__Stored records__
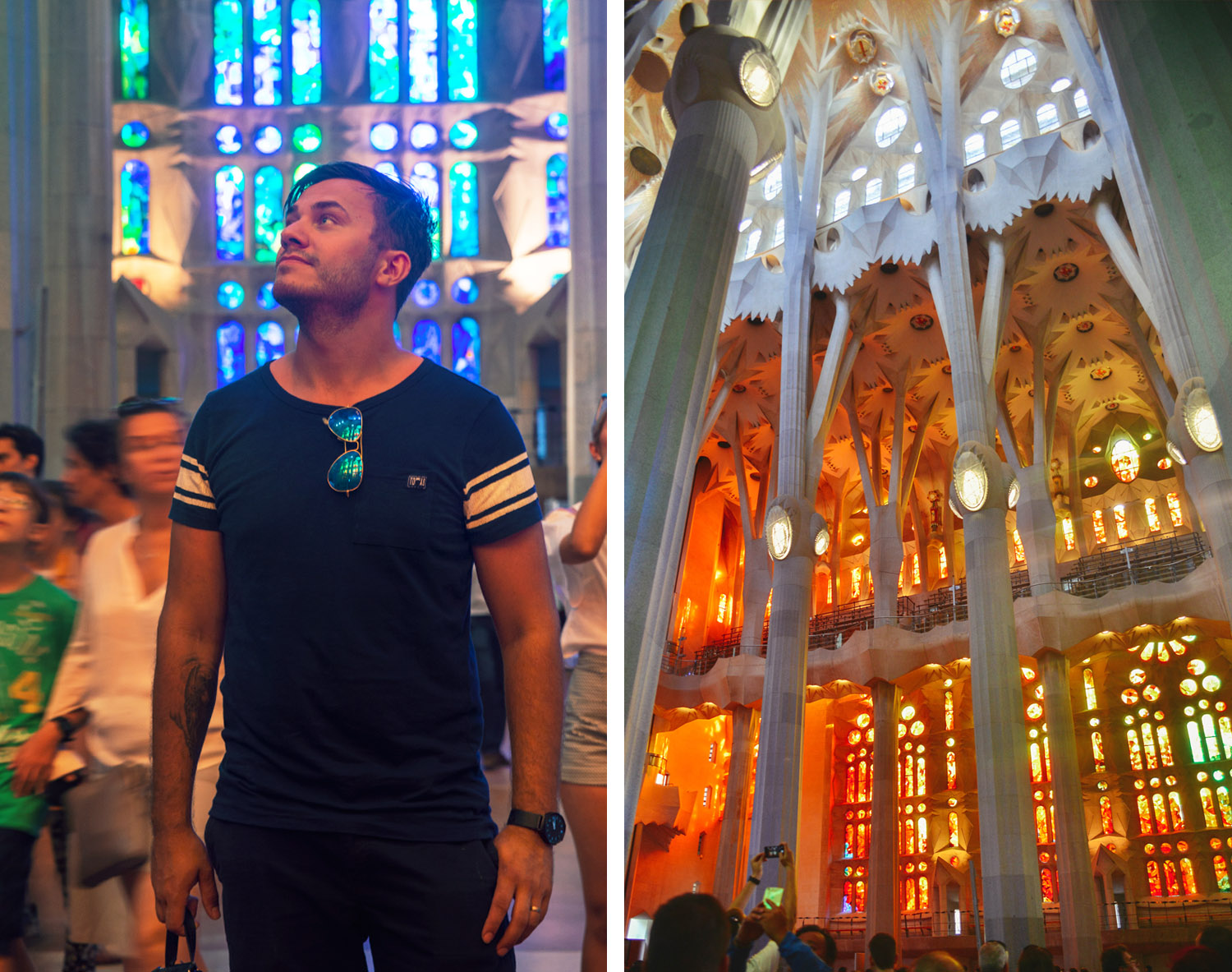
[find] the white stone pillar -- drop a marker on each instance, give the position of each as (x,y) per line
(1081,942)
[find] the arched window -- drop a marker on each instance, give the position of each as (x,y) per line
(135,207)
(463,58)
(466,349)
(229,212)
(557,201)
(425,340)
(463,210)
(229,339)
(135,49)
(266,52)
(268,212)
(384,67)
(305,52)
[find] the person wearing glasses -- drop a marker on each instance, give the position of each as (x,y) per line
(328,513)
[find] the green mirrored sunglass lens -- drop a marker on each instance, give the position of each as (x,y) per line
(347,472)
(347,424)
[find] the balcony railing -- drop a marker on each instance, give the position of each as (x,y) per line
(1167,558)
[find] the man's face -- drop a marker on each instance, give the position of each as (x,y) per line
(11,461)
(328,256)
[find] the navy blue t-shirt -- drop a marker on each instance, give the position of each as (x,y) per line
(350,686)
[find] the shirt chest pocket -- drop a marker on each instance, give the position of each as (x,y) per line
(394,510)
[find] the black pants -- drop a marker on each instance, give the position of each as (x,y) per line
(306,900)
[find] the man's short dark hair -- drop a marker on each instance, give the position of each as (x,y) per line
(31,491)
(404,219)
(95,440)
(882,950)
(689,934)
(26,441)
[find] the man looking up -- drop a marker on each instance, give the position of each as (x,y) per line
(327,516)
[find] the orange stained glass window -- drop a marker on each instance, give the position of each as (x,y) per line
(1096,748)
(1161,813)
(1041,824)
(1178,816)
(1221,873)
(1187,876)
(1170,876)
(1096,520)
(1145,814)
(1153,878)
(1207,799)
(1106,814)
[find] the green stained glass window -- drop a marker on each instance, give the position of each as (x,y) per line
(463,54)
(384,51)
(135,49)
(266,52)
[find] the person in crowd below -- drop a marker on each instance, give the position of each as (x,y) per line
(882,952)
(328,514)
(36,621)
(105,679)
(689,934)
(91,472)
(993,956)
(21,450)
(581,542)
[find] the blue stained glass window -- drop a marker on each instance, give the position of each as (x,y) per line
(557,126)
(463,56)
(425,340)
(463,210)
(556,39)
(135,207)
(425,179)
(466,349)
(268,212)
(266,52)
(465,291)
(268,140)
(271,343)
(423,35)
(557,201)
(425,293)
(384,51)
(228,53)
(231,295)
(305,52)
(231,352)
(135,48)
(229,211)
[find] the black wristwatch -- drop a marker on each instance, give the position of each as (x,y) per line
(547,826)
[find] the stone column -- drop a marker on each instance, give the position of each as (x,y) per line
(1081,939)
(881,905)
(586,337)
(673,302)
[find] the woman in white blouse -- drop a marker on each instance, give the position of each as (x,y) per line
(103,683)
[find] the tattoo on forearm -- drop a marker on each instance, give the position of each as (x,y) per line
(199,703)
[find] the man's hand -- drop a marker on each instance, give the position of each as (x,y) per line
(32,762)
(751,928)
(776,924)
(179,861)
(525,878)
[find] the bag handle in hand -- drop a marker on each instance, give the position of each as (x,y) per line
(172,940)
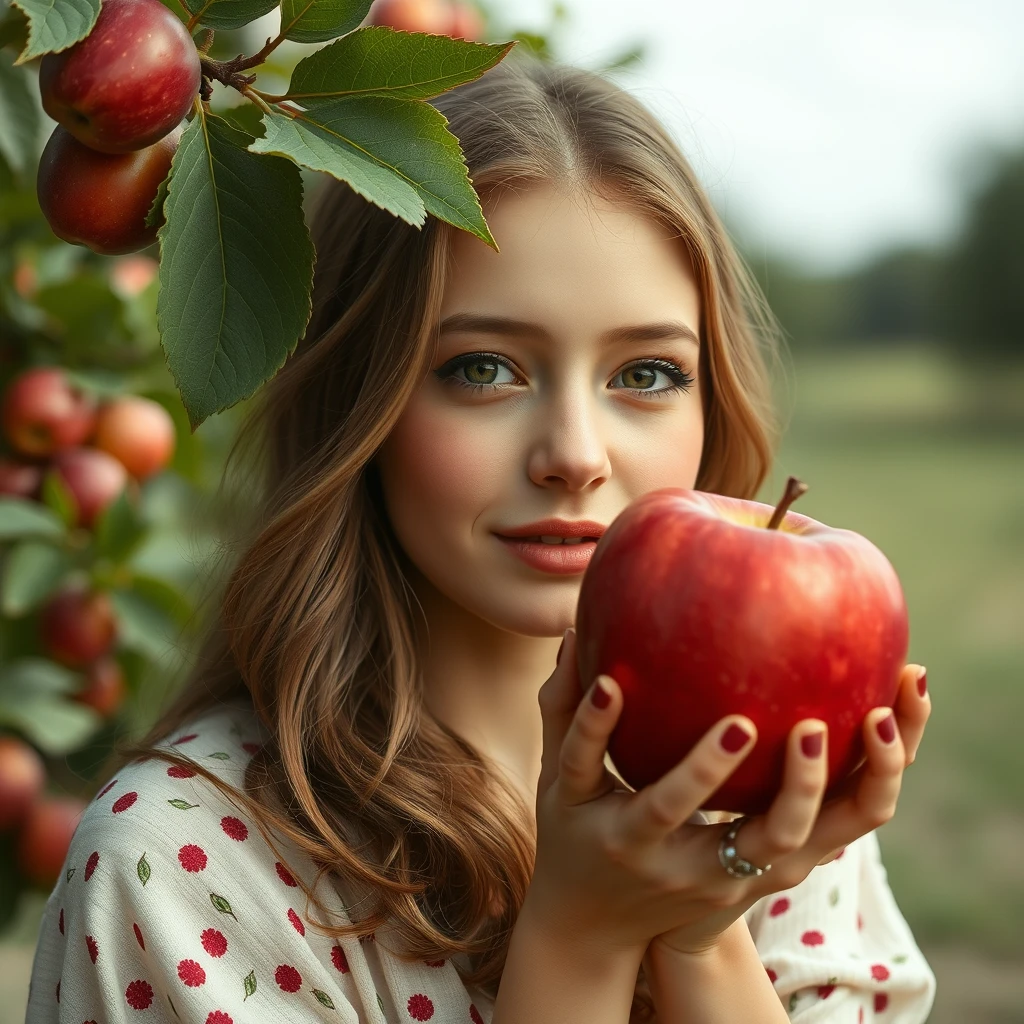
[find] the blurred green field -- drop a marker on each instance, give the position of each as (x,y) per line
(925,458)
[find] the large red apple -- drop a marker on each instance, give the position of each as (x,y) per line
(701,605)
(78,626)
(94,478)
(128,83)
(46,836)
(101,200)
(22,778)
(44,412)
(138,432)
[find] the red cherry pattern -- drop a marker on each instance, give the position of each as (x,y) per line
(194,858)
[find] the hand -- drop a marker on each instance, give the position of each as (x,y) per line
(613,868)
(798,833)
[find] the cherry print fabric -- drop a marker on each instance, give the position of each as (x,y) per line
(172,907)
(838,948)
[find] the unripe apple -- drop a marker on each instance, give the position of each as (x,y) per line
(22,778)
(412,15)
(466,23)
(138,432)
(19,479)
(94,478)
(44,412)
(128,83)
(104,686)
(45,838)
(77,626)
(100,200)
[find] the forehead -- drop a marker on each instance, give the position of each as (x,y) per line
(569,255)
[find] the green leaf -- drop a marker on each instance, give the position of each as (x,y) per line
(119,529)
(32,571)
(221,904)
(315,20)
(20,118)
(37,676)
(236,268)
(228,13)
(380,60)
(55,25)
(383,147)
(58,499)
(324,998)
(55,725)
(313,145)
(143,626)
(163,595)
(20,517)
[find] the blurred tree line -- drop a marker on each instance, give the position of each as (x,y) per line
(967,297)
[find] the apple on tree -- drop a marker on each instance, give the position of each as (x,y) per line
(128,83)
(701,605)
(94,479)
(138,432)
(77,626)
(22,778)
(101,200)
(44,412)
(45,838)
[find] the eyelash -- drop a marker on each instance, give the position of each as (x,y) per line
(683,381)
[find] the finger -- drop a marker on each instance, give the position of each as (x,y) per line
(913,706)
(873,801)
(791,818)
(558,697)
(662,807)
(582,775)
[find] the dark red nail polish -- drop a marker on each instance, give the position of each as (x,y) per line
(600,697)
(811,744)
(887,729)
(734,738)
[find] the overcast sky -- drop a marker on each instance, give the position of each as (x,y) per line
(823,128)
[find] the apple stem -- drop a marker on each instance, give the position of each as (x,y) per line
(794,488)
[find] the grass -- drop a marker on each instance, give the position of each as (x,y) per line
(927,463)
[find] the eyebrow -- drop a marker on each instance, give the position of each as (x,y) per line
(480,324)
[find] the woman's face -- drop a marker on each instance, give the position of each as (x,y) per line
(567,421)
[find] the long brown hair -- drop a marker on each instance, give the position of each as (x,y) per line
(314,623)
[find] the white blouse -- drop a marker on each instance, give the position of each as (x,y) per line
(173,908)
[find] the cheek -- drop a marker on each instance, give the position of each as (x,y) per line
(437,472)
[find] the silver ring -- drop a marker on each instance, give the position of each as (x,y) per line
(730,860)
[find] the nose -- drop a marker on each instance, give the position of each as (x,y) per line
(569,443)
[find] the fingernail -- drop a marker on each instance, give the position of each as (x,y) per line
(734,738)
(887,729)
(811,744)
(599,696)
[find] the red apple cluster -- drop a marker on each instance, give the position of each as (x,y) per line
(457,18)
(119,97)
(44,823)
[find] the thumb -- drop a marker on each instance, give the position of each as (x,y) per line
(558,697)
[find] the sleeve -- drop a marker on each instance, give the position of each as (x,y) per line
(838,948)
(170,903)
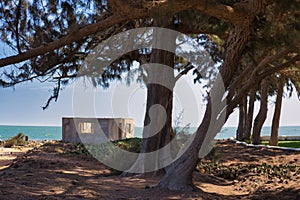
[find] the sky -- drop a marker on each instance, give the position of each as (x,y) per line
(22,105)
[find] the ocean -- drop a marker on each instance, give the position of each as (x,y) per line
(55,132)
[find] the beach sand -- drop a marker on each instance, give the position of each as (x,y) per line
(50,171)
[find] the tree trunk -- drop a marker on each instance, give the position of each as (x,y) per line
(262,114)
(158,130)
(250,112)
(242,120)
(179,174)
(276,117)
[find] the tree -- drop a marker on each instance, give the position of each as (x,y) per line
(276,117)
(249,118)
(63,53)
(262,114)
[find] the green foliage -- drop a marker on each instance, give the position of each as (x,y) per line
(90,150)
(289,144)
(18,140)
(233,172)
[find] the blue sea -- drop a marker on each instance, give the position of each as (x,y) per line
(55,132)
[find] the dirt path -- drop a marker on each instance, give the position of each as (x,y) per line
(49,172)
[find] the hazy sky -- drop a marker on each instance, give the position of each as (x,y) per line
(23,104)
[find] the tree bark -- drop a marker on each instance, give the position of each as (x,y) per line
(276,117)
(158,130)
(179,174)
(250,112)
(262,114)
(242,120)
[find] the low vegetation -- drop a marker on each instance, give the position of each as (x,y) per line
(18,140)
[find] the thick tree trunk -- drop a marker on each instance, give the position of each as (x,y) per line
(276,117)
(250,112)
(262,114)
(242,120)
(179,174)
(158,130)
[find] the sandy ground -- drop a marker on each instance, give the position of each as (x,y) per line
(50,172)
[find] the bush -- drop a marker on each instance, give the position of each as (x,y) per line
(17,140)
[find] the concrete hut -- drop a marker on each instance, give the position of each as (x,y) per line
(95,130)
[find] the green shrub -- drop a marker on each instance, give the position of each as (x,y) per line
(17,140)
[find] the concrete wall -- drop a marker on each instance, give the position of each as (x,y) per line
(91,130)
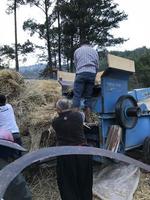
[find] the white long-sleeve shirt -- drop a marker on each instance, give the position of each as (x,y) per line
(86,59)
(7,119)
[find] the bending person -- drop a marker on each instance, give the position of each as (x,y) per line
(74,172)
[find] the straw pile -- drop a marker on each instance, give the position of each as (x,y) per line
(33,103)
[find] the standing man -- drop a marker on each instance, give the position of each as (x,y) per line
(74,172)
(7,119)
(86,61)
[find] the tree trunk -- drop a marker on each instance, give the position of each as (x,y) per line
(59,41)
(16,42)
(48,38)
(71,58)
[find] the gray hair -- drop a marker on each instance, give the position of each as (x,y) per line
(63,104)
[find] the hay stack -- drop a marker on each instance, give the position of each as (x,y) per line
(35,110)
(33,102)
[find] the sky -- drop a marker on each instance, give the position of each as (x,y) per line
(136,28)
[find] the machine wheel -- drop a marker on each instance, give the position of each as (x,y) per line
(126,111)
(146,150)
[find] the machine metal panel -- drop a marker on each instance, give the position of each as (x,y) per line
(135,137)
(113,86)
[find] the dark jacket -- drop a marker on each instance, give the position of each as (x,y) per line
(69,129)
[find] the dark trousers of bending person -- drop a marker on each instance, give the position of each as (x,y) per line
(74,172)
(75,177)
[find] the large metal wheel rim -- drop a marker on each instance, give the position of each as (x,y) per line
(8,174)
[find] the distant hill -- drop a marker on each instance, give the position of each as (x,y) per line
(32,71)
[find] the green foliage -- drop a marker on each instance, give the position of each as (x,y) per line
(7,53)
(88,21)
(141,56)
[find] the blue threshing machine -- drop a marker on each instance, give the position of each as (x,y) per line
(117,107)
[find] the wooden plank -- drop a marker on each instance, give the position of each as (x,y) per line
(67,76)
(120,63)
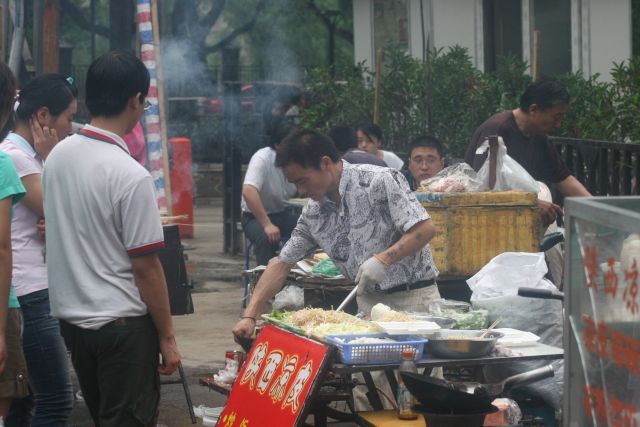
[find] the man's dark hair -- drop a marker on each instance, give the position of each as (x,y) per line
(7,92)
(305,147)
(53,91)
(112,80)
(545,93)
(370,130)
(427,141)
(344,138)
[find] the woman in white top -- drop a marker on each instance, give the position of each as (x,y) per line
(45,109)
(370,140)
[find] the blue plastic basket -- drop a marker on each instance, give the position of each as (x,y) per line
(376,353)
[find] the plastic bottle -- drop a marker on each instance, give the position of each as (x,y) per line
(405,399)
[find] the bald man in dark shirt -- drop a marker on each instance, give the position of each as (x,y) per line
(524,131)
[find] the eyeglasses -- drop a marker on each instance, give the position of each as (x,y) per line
(430,161)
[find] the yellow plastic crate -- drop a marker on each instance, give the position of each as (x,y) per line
(472,228)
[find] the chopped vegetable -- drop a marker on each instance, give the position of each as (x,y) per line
(382,313)
(328,322)
(474,319)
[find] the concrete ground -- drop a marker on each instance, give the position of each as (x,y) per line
(203,336)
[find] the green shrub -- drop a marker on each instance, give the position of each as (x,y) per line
(446,96)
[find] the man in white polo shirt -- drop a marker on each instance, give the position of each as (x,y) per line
(107,285)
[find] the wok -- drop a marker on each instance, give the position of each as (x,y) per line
(445,397)
(467,345)
(454,420)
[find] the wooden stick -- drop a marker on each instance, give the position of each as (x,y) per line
(155,23)
(493,160)
(50,39)
(378,81)
(535,60)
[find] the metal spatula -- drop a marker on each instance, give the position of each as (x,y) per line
(348,299)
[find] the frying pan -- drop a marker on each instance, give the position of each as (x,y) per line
(440,396)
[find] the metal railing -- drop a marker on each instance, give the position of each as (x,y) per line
(605,168)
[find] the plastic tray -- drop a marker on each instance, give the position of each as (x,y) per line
(376,353)
(516,338)
(283,324)
(408,328)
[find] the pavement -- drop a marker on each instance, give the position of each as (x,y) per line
(204,336)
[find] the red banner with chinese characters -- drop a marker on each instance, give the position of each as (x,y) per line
(281,373)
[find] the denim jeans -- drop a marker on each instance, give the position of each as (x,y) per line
(117,367)
(47,363)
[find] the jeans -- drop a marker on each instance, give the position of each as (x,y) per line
(117,367)
(47,364)
(264,250)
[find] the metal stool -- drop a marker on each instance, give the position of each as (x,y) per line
(248,244)
(182,379)
(247,258)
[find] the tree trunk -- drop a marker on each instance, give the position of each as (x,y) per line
(122,23)
(50,40)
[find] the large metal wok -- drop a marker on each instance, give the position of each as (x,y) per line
(446,397)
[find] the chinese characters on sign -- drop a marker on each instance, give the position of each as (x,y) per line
(611,279)
(277,379)
(620,413)
(610,344)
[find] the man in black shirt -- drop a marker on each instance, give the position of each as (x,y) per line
(524,131)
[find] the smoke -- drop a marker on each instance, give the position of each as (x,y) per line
(283,65)
(185,74)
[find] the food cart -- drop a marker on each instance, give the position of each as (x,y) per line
(339,367)
(602,312)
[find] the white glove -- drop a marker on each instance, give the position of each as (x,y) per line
(370,273)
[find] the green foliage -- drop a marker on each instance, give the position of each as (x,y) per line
(626,99)
(347,100)
(592,115)
(449,98)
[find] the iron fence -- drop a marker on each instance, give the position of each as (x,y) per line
(605,168)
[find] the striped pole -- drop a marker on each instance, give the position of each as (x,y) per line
(152,115)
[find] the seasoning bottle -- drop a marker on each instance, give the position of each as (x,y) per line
(405,399)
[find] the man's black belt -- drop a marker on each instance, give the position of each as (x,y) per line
(407,286)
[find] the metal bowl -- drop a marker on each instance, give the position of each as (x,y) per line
(444,343)
(443,322)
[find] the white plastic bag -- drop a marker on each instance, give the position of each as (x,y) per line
(510,175)
(495,288)
(290,298)
(455,178)
(507,272)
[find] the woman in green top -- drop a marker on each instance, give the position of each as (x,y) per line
(13,379)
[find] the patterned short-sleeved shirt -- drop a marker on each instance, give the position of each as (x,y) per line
(376,207)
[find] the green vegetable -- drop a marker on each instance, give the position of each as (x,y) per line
(326,267)
(472,320)
(279,314)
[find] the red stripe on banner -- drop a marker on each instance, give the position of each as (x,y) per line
(146,248)
(144,17)
(148,55)
(157,164)
(153,128)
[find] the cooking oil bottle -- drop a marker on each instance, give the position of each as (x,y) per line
(405,399)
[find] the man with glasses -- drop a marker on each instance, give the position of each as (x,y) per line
(426,159)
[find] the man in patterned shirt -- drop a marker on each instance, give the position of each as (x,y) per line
(364,217)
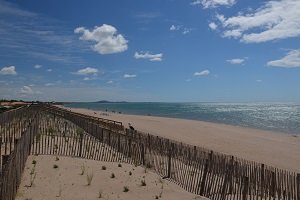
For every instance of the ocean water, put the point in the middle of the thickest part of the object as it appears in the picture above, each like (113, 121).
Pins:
(280, 117)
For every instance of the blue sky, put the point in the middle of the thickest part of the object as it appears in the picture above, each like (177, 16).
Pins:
(171, 50)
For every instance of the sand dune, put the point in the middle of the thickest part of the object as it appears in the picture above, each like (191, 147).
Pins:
(66, 182)
(271, 148)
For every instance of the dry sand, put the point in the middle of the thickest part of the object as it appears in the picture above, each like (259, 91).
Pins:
(67, 183)
(271, 148)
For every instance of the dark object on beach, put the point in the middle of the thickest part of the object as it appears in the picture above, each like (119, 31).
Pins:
(131, 127)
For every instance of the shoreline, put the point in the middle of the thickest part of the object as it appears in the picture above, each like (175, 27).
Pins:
(269, 147)
(267, 128)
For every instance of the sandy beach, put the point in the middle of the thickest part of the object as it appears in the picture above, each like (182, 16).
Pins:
(68, 181)
(271, 148)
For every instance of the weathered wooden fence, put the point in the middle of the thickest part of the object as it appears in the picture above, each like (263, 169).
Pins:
(198, 170)
(20, 127)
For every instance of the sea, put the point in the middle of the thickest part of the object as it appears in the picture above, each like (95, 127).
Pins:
(279, 117)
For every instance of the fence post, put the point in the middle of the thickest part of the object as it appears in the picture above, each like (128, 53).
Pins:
(143, 154)
(298, 186)
(204, 178)
(170, 159)
(262, 181)
(119, 142)
(245, 188)
(149, 142)
(4, 160)
(129, 144)
(80, 144)
(273, 185)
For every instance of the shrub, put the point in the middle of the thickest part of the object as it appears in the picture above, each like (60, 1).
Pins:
(89, 178)
(82, 167)
(112, 175)
(143, 182)
(125, 189)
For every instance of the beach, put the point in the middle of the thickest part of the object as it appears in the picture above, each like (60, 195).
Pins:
(271, 148)
(68, 180)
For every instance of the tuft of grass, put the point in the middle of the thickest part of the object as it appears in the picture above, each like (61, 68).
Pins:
(148, 165)
(143, 182)
(100, 194)
(89, 178)
(112, 175)
(59, 191)
(32, 178)
(82, 167)
(125, 189)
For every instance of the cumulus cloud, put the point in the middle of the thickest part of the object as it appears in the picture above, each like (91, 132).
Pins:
(174, 28)
(87, 71)
(291, 60)
(148, 56)
(49, 84)
(213, 26)
(37, 66)
(106, 39)
(236, 61)
(186, 31)
(11, 70)
(26, 90)
(202, 73)
(213, 3)
(272, 21)
(129, 76)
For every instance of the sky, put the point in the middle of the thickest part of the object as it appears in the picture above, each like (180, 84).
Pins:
(141, 51)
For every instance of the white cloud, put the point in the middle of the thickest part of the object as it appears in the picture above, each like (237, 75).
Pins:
(272, 21)
(107, 40)
(213, 3)
(11, 70)
(49, 84)
(174, 28)
(149, 56)
(129, 76)
(37, 66)
(236, 61)
(89, 78)
(291, 60)
(186, 31)
(213, 26)
(87, 71)
(26, 90)
(202, 73)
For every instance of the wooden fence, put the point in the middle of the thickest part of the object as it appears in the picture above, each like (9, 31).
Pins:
(198, 170)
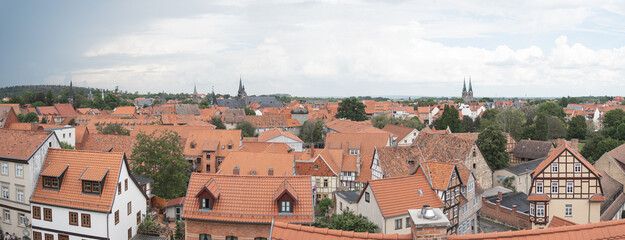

__WORK INSTRUCTIONS__
Write only the number of lines in the data above that include "cloud".

__SOLVED PROBLEM__
2